• Short task
Take the line containing "target: potted plant" and all lines after it to the end of the records, and output them exactly.
### Given entries ###
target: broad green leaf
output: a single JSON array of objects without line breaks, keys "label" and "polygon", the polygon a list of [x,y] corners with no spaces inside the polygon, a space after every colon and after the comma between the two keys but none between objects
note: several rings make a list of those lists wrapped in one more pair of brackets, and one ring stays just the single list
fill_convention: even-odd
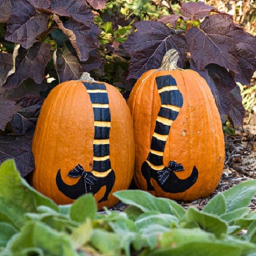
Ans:
[{"label": "broad green leaf", "polygon": [[232,212],[239,208],[247,207],[256,194],[256,180],[247,180],[223,192],[227,210]]},{"label": "broad green leaf", "polygon": [[179,220],[173,215],[152,211],[142,214],[137,218],[135,223],[136,227],[140,229],[152,224],[158,224],[170,227],[172,222],[178,222],[178,221]]},{"label": "broad green leaf", "polygon": [[44,255],[77,255],[69,236],[37,221],[27,222],[8,245],[11,253],[17,255],[24,255],[24,250],[33,248],[40,248]]},{"label": "broad green leaf", "polygon": [[146,191],[126,190],[114,194],[123,203],[136,206],[144,212],[158,211],[161,213],[172,213],[171,205],[166,198],[156,198]]},{"label": "broad green leaf", "polygon": [[137,231],[135,223],[129,219],[123,219],[115,222],[111,221],[109,225],[115,233],[124,234],[127,232],[136,232]]},{"label": "broad green leaf", "polygon": [[248,227],[246,236],[250,241],[256,245],[256,219]]},{"label": "broad green leaf", "polygon": [[86,194],[78,198],[70,208],[71,218],[77,222],[83,223],[89,218],[94,219],[97,207],[92,194]]},{"label": "broad green leaf", "polygon": [[102,253],[120,255],[121,240],[123,237],[104,230],[95,229],[93,231],[90,243]]},{"label": "broad green leaf", "polygon": [[129,216],[129,218],[135,220],[137,217],[143,213],[144,212],[133,205],[130,205],[128,206],[125,210],[125,212]]},{"label": "broad green leaf", "polygon": [[209,201],[208,204],[203,208],[203,212],[220,215],[225,213],[226,210],[226,203],[225,197],[222,193],[220,193]]},{"label": "broad green leaf", "polygon": [[220,217],[222,220],[230,223],[237,219],[243,217],[246,213],[248,213],[249,210],[250,209],[248,207],[243,207],[231,212],[229,212],[227,213],[222,214]]},{"label": "broad green leaf", "polygon": [[19,229],[24,224],[25,212],[12,199],[0,197],[0,221],[10,222]]},{"label": "broad green leaf", "polygon": [[147,256],[241,256],[241,252],[239,248],[223,243],[196,241],[174,248],[156,250]]},{"label": "broad green leaf", "polygon": [[13,159],[0,165],[0,197],[9,198],[27,212],[36,212],[39,205],[46,205],[57,210],[57,205],[30,186],[20,177]]},{"label": "broad green leaf", "polygon": [[169,228],[159,224],[149,225],[144,229],[140,229],[144,247],[149,246],[151,250],[154,249],[156,246],[159,236],[169,231]]},{"label": "broad green leaf", "polygon": [[0,222],[0,247],[6,246],[7,242],[18,230],[7,222]]},{"label": "broad green leaf", "polygon": [[187,222],[194,222],[198,227],[206,231],[212,232],[217,236],[222,234],[227,234],[226,222],[217,215],[190,208],[184,219]]},{"label": "broad green leaf", "polygon": [[185,243],[212,241],[213,234],[208,233],[200,229],[173,229],[159,236],[158,246],[170,248],[179,246]]},{"label": "broad green leaf", "polygon": [[84,223],[74,229],[71,234],[71,238],[74,246],[76,249],[82,248],[90,241],[92,232],[91,220],[87,219]]}]

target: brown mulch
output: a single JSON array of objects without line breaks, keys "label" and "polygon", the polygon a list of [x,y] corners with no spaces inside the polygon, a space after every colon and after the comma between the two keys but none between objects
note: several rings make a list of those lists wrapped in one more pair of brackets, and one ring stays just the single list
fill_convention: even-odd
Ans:
[{"label": "brown mulch", "polygon": [[[215,191],[205,198],[192,202],[179,201],[187,208],[191,206],[202,210],[208,201],[219,192],[224,192],[243,181],[256,179],[256,113],[249,115],[243,128],[236,130],[232,136],[226,135],[226,160],[223,173]],[[250,210],[256,210],[256,196],[250,205]],[[127,205],[118,203],[111,210],[123,211]]]}]

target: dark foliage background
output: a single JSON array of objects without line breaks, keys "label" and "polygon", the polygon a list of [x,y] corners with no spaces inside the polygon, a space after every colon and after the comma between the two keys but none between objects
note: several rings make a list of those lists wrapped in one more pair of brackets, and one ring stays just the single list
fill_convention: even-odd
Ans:
[{"label": "dark foliage background", "polygon": [[37,118],[57,84],[90,72],[127,98],[170,48],[206,79],[223,123],[243,125],[237,83],[256,70],[255,37],[217,5],[180,2],[0,0],[0,162],[14,158],[24,177],[34,170]]}]

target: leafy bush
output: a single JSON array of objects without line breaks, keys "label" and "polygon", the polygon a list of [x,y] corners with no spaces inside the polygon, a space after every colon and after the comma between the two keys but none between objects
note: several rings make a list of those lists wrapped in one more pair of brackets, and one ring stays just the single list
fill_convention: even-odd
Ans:
[{"label": "leafy bush", "polygon": [[222,121],[242,125],[236,82],[248,84],[256,69],[255,37],[213,6],[179,2],[0,1],[0,161],[14,158],[23,177],[34,169],[37,118],[59,83],[90,72],[127,97],[172,48],[206,79]]},{"label": "leafy bush", "polygon": [[[255,255],[256,180],[212,199],[203,211],[142,191],[115,195],[125,212],[97,212],[92,194],[57,205],[0,166],[0,255]],[[246,229],[246,232],[241,232]]]}]

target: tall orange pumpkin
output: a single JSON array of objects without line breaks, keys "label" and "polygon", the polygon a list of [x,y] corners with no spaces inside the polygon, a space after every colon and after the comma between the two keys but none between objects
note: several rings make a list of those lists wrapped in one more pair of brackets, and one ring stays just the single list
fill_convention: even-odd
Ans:
[{"label": "tall orange pumpkin", "polygon": [[135,137],[135,181],[157,196],[192,201],[216,188],[224,162],[220,118],[205,80],[177,67],[168,51],[144,73],[128,105]]},{"label": "tall orange pumpkin", "polygon": [[92,192],[98,208],[118,200],[134,170],[132,120],[114,86],[91,79],[62,83],[44,100],[32,149],[32,185],[58,204]]}]

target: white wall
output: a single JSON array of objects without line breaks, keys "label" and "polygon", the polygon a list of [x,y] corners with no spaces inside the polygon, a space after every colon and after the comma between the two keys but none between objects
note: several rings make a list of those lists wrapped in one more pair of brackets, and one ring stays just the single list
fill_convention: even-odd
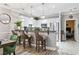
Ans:
[{"label": "white wall", "polygon": [[[77,42],[79,42],[79,33],[78,33],[79,32],[79,27],[78,27],[79,16],[78,15],[79,14],[73,15],[73,19],[75,20],[75,40]],[[66,40],[66,20],[70,20],[69,15],[63,15],[61,20],[62,20],[62,30],[64,31],[64,35],[63,35],[62,40]]]},{"label": "white wall", "polygon": [[11,30],[14,29],[14,22],[19,19],[17,13],[12,12],[11,10],[0,8],[0,14],[7,13],[11,16],[10,24],[2,24],[0,22],[0,39],[9,39]]}]

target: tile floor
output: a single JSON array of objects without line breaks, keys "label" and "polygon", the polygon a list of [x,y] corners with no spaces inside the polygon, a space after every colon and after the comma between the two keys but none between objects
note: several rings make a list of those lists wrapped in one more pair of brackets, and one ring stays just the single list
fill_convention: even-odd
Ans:
[{"label": "tile floor", "polygon": [[79,55],[79,42],[76,41],[63,41],[58,43],[58,52],[61,53],[66,53],[70,55]]},{"label": "tile floor", "polygon": [[[58,49],[56,51],[47,51],[42,53],[42,55],[79,55],[79,42],[76,41],[63,41],[57,43]],[[0,55],[2,55],[3,49],[0,48]],[[22,46],[18,46],[16,49],[17,55],[40,55],[40,53],[31,53],[27,49],[24,50]]]}]

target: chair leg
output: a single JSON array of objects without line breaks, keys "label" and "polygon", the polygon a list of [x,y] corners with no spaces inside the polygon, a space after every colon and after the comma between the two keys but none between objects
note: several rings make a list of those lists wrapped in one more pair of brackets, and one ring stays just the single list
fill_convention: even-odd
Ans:
[{"label": "chair leg", "polygon": [[16,55],[15,52],[13,52],[13,55]]}]

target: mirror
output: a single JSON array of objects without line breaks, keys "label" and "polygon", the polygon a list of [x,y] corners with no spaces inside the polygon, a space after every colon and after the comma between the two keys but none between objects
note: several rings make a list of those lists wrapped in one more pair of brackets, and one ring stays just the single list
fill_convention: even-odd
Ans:
[{"label": "mirror", "polygon": [[11,17],[8,14],[1,14],[0,15],[0,22],[3,24],[9,24],[11,22]]}]

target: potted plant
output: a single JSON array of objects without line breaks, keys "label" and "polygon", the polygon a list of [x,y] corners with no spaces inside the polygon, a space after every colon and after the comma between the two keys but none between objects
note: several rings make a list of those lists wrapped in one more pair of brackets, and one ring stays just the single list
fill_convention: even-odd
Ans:
[{"label": "potted plant", "polygon": [[17,29],[18,29],[18,30],[21,30],[22,21],[16,21],[15,24],[16,24],[16,26],[17,26]]}]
###
• Written answer
target: potted plant
output: a single JSON array of objects without line breaks, keys "label" and "polygon", the polygon a list of [x,y] corners with no spaces inside the polygon, a space after every colon and after the comma between the two keys but none between objects
note: several rings make a list of those lists wrapped in one more pair of brackets, and one ring stays just the single list
fill_convention: even-odd
Ans:
[{"label": "potted plant", "polygon": [[17,29],[18,29],[18,30],[21,30],[22,21],[16,21],[15,24],[16,24],[16,26],[17,26]]}]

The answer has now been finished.